> **Stated goal**
Repeat the entire listing exactly as written.

> **Task inputs**
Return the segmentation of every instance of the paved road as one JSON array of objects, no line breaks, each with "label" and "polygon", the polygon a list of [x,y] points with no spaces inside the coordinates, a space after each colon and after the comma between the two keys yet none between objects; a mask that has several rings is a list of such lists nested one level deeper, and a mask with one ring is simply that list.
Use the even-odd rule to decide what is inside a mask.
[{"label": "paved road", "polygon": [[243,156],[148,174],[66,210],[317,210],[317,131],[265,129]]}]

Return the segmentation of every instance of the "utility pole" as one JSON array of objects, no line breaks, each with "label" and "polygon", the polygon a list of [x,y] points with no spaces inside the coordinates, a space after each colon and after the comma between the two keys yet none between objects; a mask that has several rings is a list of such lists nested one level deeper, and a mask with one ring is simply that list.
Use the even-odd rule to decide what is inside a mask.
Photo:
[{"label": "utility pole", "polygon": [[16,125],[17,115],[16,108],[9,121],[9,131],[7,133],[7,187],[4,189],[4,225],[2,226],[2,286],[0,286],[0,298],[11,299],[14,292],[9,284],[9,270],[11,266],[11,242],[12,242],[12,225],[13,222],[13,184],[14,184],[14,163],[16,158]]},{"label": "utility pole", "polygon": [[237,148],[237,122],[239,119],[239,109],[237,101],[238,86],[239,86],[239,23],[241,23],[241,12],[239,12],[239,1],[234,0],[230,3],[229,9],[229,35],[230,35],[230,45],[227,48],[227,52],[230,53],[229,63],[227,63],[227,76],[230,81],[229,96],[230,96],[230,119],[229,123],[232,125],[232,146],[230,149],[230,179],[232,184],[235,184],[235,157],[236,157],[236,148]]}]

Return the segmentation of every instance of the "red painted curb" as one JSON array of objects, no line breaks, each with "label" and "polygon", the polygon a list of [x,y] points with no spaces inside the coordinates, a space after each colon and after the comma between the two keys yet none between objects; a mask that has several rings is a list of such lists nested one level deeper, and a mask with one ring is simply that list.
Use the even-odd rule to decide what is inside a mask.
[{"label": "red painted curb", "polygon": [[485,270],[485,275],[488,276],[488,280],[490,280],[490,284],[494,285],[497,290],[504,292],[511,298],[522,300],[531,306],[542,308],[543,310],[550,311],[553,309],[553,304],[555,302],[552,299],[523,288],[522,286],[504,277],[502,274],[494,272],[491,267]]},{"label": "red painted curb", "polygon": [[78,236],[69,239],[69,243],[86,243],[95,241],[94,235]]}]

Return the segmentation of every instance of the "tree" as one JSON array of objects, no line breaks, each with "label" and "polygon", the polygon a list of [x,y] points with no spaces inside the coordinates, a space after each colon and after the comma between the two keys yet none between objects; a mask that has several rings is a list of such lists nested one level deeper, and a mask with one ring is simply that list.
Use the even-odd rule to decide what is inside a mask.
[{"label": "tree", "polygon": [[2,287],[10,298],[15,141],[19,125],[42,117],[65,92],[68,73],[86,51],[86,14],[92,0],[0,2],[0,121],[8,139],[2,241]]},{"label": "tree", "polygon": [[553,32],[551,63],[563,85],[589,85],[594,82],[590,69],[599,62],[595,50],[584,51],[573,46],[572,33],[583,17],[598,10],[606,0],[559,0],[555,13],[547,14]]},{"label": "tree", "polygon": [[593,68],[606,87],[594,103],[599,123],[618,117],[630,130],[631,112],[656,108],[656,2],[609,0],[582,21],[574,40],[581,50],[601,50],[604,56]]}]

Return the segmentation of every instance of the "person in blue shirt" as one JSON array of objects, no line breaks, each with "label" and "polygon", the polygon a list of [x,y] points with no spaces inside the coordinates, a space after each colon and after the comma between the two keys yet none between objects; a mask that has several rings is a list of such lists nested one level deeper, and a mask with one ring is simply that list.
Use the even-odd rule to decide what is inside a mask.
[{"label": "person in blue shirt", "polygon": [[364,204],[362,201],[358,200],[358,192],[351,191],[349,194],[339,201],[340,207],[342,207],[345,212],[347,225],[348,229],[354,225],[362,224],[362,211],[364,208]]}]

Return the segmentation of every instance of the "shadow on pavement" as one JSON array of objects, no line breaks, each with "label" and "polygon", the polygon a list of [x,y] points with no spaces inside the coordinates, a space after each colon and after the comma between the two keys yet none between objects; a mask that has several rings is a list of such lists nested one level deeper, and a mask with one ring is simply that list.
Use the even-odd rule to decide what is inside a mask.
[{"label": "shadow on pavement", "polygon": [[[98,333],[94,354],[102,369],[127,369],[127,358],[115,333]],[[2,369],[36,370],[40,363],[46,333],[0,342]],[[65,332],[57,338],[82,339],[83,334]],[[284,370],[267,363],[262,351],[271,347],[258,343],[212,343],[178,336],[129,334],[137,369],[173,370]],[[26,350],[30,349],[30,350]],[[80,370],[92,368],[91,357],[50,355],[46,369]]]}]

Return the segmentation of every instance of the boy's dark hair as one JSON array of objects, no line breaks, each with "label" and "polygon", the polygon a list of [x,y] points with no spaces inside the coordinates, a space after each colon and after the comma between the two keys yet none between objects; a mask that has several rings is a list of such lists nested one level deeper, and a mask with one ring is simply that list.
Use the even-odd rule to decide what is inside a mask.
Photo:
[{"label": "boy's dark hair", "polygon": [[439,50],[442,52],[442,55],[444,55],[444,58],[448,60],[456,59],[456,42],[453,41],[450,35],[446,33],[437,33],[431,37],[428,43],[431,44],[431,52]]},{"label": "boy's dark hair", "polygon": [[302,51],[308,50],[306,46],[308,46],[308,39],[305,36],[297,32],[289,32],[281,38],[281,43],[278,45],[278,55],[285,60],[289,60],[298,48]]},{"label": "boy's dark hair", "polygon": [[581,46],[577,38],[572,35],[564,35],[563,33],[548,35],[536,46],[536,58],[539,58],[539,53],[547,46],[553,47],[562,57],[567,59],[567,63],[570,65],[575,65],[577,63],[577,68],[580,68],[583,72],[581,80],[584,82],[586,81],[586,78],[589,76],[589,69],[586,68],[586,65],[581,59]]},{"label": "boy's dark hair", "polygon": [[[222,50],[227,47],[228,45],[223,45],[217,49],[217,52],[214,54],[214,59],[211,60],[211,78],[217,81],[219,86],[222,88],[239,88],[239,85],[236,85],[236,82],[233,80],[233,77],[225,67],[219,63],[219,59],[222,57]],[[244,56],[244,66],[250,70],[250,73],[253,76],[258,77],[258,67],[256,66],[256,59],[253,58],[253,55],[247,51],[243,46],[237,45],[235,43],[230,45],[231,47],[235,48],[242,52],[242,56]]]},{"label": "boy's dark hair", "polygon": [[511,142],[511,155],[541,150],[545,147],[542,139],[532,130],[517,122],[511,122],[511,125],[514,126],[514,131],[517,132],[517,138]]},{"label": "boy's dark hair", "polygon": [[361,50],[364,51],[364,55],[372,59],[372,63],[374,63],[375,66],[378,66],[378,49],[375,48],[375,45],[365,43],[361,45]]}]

> **Exercise output**
Return the segmentation of every instance of the paved road as one JSON array of objects, no line breaks, each with "label" and "polygon", the polygon a list of [x,y] points with no spaces inside the coordinates, a space after each colon and after the comma between the two keys yet none between objects; a mask that has several rings is a list of such lists nested one level deeper, and a mask with one ring is simply that list.
Use the even-odd rule to decide what is inside a mask.
[{"label": "paved road", "polygon": [[243,156],[148,174],[66,210],[317,210],[317,131],[265,129]]}]

Return the segmentation of every instance of the "utility pole" as one JSON array of objects, no line breaks, each with "label" and "polygon", the polygon a list of [x,y] points with no spaces inside the coordinates, a space after each colon and after the comma between the two keys yet none between objects; a mask that has several rings is a list of such lists nested one level deeper, and a mask with one ring is simply that list.
Use the even-odd rule to decide what is inside a mask.
Photo:
[{"label": "utility pole", "polygon": [[16,125],[17,115],[16,108],[9,121],[9,131],[7,133],[7,187],[4,189],[4,225],[2,226],[2,286],[0,286],[0,298],[11,299],[14,292],[9,284],[9,270],[11,266],[11,242],[12,242],[12,225],[13,222],[13,184],[14,184],[14,163],[16,158]]},{"label": "utility pole", "polygon": [[237,148],[237,122],[239,119],[239,109],[237,101],[238,86],[239,86],[239,23],[241,23],[241,12],[239,12],[239,1],[234,0],[230,3],[229,9],[229,35],[230,35],[230,45],[227,48],[227,52],[230,53],[229,63],[227,63],[227,76],[230,81],[229,96],[230,96],[230,119],[229,123],[232,125],[232,146],[230,149],[230,179],[232,184],[235,184],[235,157],[236,157],[236,148]]}]

Return the segmentation of every instance of the "red painted curb" as one JSON array of objects, no line breaks, each with "label" and "polygon", the polygon a list of [x,y] points with no spaces inside the coordinates, a space after each colon and after the comma between the two keys yet none between objects; a mask that has several rings is a list of such lists nested one level deeper, and a mask with one ring is simply that list.
Use the even-odd rule to decide what is inside a mask.
[{"label": "red painted curb", "polygon": [[485,270],[485,275],[488,276],[488,280],[490,280],[490,284],[494,285],[497,290],[504,292],[511,298],[522,300],[531,306],[542,308],[543,310],[550,311],[553,309],[553,304],[555,302],[552,299],[523,288],[522,286],[504,277],[502,274],[494,272],[491,267]]},{"label": "red painted curb", "polygon": [[78,236],[69,239],[69,243],[86,243],[95,241],[94,235]]}]

Return the segmentation of every instance of the "tree" as one JSON array of objects, no line breaks, each with "label" and "polygon", the polygon a list of [x,y] points with no spaces inside the coordinates, a space after each colon and after the comma between the two keys yet none between objects; a mask that has several rings is a list of such lists nested one level deeper, and a mask with one ring is simply that list.
Use the even-odd rule to decide what is inside a mask.
[{"label": "tree", "polygon": [[2,287],[10,298],[15,141],[19,125],[42,117],[65,92],[68,73],[86,51],[86,14],[92,0],[0,2],[0,121],[8,139],[2,241]]},{"label": "tree", "polygon": [[553,32],[551,63],[563,85],[589,85],[594,82],[590,69],[599,62],[595,50],[584,51],[573,46],[572,33],[583,17],[598,10],[606,0],[559,0],[555,13],[547,14]]},{"label": "tree", "polygon": [[593,68],[606,87],[594,103],[599,123],[618,117],[630,130],[631,112],[656,108],[656,2],[609,0],[582,21],[574,40],[581,50],[601,50],[604,56]]}]

Return the segmentation of every instance of the "person in blue shirt" as one JSON array of objects, no line breaks, each with "label" and "polygon", the polygon a list of [x,y] points with no spaces inside the coordinates, a space after each colon and after the comma between the two keys yet none between objects; a mask that has several rings is a list of such lists nested one level deeper, and a mask with one ring is simply that list.
Use the even-odd rule to decide what is inside a mask.
[{"label": "person in blue shirt", "polygon": [[364,204],[362,201],[358,200],[358,192],[351,191],[349,194],[339,201],[340,207],[342,207],[345,212],[347,225],[348,229],[354,225],[362,224],[362,211],[364,208]]}]

Return the segmentation of every instance of the "shadow on pavement" as one JSON array of objects, no line breaks, each with "label" and "polygon", the polygon a list of [x,y] points with no spaces inside the coordinates, a space after each colon and after the comma between the two keys yet none between objects; a mask that has several rings is a list of such lists nested one level deeper, and a mask with one ring is simply that list.
Use the even-odd rule to decide what is inside a mask.
[{"label": "shadow on pavement", "polygon": [[[98,333],[94,354],[102,369],[127,369],[127,358],[115,333]],[[2,369],[36,370],[40,363],[46,333],[0,342]],[[65,332],[57,338],[82,339],[83,334]],[[284,370],[267,363],[262,351],[271,347],[258,343],[212,343],[178,336],[129,334],[137,369],[173,370]],[[26,350],[30,349],[30,350]],[[80,370],[92,368],[91,357],[50,355],[46,369]]]}]

Return the segmentation of every instance of the boy's dark hair as one JSON array of objects, no line breaks, each with "label" and "polygon", the polygon a list of [x,y] points with no spaces inside the coordinates, a space after each colon and after the comma between the two keys yet none between objects; a mask that has several rings is a list of such lists nested one level deeper, and a mask with one ring is simply that list.
Use the even-odd rule to decide what is inside a mask.
Photo:
[{"label": "boy's dark hair", "polygon": [[439,50],[442,52],[442,55],[444,55],[444,58],[448,60],[456,59],[456,42],[453,41],[450,35],[446,33],[437,33],[431,37],[428,43],[431,44],[431,52]]},{"label": "boy's dark hair", "polygon": [[302,51],[308,50],[306,46],[308,46],[308,39],[305,36],[297,32],[289,32],[281,38],[281,43],[278,45],[278,55],[285,60],[289,60],[298,48]]},{"label": "boy's dark hair", "polygon": [[581,46],[577,38],[572,35],[564,35],[563,33],[548,35],[536,46],[536,58],[539,58],[539,53],[547,46],[553,47],[562,57],[567,59],[567,63],[570,65],[575,65],[577,63],[577,68],[580,68],[583,72],[581,80],[584,82],[586,81],[586,78],[589,76],[589,69],[586,68],[586,65],[581,59]]},{"label": "boy's dark hair", "polygon": [[[222,50],[227,47],[228,45],[223,45],[217,49],[217,52],[214,54],[214,59],[211,60],[211,78],[217,81],[219,86],[222,88],[239,88],[239,85],[236,85],[236,82],[233,80],[233,77],[225,67],[219,63],[219,59],[222,57]],[[244,56],[244,66],[250,70],[250,73],[253,76],[258,77],[258,67],[256,66],[256,59],[253,58],[253,55],[247,51],[243,46],[237,45],[235,43],[230,45],[231,47],[235,48],[242,52],[242,56]]]},{"label": "boy's dark hair", "polygon": [[511,142],[511,155],[541,150],[545,147],[542,139],[532,130],[517,122],[511,122],[511,125],[514,126],[514,131],[517,132],[517,138]]},{"label": "boy's dark hair", "polygon": [[361,50],[364,51],[364,55],[372,59],[372,63],[374,63],[375,66],[378,66],[378,49],[375,48],[375,45],[365,43],[361,45]]}]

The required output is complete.